## Text segment
◇ ◇ ◇

Figure 1 shows the older layout of a system with IEC 61850 at CKW. In these systems, there was little segmentation and functional separation. Data diodes and IDS were also not used at the beginning. These have recently been retrofitted. In the new systems, as shown in Figure 2, the network was heavily segmented using VLAN (shown with different colors in Figure 2), process and support networks were physically separated and additional functions such as RBAC (Role-Based Access Control) were introduced on all devices or firewalls were used.

Figure 2 - Substation communication network; CKW specification US2020 with enhanced security

The differential protection connections between substations are currently implemented via interfaces according to IEEE C37.94. In some cases, with dedicated optical fibers and binary contact transmissions for distance protection. A schematic representation of this can be found in the following Figure 3.

Figure 3 - Line protection using direct fiber optic connections or channel emulation over MPLS-TP and IEEE C34.94 interfaces

From CKW's point of view, the use of SV within the station is not yet a pressing issue, as the necessary hardware is not yet reduced, but rather increased. In addition, the complexity and requirements of the networks in terms of reliability and availability are increasing and testing is becoming more time-consuming. The use of powerful and expensive protection devices as pure MU or PIU (Process Interface Units) currently makes little sense.

◇ ◇ ◇

## Work to complete
a) Return the part of the text on CKW substation networks from "Figure 2 - Substation" up to and including "following Figure 3.".
b) Answer these questions using the text on CKW substation networks:
(i) In the new systems, what was used to heavily segment the network?
(ii) What does RBAC stand for?
(iii) From CKW's point of view, what is not yet a pressing issue within the station?

Object position labeling entries
◇ ◇ ◇

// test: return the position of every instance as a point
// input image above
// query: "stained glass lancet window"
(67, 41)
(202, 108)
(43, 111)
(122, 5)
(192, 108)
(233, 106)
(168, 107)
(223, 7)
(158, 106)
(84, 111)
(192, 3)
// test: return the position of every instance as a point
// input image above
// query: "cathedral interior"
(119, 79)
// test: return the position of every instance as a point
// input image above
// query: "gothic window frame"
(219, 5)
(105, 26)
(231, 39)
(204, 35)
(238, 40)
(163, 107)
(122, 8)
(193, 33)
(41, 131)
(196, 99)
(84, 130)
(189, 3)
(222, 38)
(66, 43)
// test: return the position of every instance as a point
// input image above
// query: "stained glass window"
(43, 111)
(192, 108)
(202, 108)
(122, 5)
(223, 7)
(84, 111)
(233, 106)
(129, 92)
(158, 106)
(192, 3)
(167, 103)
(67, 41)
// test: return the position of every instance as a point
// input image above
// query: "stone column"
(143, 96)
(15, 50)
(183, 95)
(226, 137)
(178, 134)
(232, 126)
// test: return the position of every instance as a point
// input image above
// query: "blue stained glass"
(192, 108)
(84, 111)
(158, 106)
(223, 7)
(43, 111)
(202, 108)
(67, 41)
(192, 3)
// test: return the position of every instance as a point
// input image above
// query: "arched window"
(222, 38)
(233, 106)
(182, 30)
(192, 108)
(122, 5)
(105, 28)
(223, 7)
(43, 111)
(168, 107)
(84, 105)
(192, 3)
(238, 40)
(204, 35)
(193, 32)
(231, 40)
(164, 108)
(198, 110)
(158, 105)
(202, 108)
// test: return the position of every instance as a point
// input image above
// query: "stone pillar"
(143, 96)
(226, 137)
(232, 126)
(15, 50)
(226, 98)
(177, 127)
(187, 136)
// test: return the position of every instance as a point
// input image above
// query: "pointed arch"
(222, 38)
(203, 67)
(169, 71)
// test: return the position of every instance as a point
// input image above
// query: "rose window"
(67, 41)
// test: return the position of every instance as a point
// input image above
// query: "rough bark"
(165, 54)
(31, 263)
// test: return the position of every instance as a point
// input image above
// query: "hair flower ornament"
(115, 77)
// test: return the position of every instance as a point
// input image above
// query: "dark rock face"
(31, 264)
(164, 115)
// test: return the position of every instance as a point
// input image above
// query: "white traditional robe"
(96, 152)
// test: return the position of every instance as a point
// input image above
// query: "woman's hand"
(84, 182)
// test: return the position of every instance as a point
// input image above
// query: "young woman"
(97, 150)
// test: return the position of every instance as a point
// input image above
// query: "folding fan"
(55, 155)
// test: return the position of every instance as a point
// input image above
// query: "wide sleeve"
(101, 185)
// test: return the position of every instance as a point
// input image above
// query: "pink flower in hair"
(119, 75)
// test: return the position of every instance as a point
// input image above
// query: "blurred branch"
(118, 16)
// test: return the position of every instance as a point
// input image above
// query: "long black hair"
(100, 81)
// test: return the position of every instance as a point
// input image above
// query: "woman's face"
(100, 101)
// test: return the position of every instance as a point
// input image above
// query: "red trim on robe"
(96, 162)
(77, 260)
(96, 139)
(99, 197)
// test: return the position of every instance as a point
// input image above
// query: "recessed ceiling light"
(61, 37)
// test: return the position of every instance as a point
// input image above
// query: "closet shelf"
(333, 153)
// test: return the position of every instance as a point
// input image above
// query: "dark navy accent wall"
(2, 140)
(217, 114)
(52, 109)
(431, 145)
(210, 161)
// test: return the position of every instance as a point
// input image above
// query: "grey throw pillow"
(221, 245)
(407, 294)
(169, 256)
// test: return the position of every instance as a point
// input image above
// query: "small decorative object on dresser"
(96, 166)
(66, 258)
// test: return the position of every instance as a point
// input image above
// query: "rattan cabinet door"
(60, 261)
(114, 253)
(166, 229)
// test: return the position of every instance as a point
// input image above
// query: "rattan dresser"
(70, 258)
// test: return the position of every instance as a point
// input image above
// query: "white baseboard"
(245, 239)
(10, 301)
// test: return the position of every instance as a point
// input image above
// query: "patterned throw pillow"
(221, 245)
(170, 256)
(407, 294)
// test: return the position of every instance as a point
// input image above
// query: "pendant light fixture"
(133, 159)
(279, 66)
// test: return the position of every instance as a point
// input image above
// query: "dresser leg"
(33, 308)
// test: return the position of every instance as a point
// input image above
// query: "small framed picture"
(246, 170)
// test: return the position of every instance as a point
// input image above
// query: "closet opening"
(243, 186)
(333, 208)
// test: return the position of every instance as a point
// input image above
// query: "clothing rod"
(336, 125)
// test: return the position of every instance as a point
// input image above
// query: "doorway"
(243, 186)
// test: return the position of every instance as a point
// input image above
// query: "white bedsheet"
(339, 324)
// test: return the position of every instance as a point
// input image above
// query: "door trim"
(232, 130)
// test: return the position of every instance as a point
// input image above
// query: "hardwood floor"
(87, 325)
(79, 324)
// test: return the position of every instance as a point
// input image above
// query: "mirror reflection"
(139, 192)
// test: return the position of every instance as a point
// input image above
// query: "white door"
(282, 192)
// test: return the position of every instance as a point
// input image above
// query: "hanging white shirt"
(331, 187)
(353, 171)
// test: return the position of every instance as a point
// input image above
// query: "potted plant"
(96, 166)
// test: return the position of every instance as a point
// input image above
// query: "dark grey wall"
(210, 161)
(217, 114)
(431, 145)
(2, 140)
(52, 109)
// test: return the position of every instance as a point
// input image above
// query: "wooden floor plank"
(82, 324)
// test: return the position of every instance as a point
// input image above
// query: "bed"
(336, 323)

◇ ◇ ◇

## Answers below
a)
Figure 2 - Substation communication network; CKW specification US2020 with enhanced security

The differential protection connections between substations are currently implemented via interfaces according to IEEE C37.94. In some cases, with dedicated optical fibers and binary contact transmissions for distance protection. A schematic representation of this can be found in the following Figure 3.

b)
(i) VLAN
(ii) Role-Based Access Control
(iii) The use of SV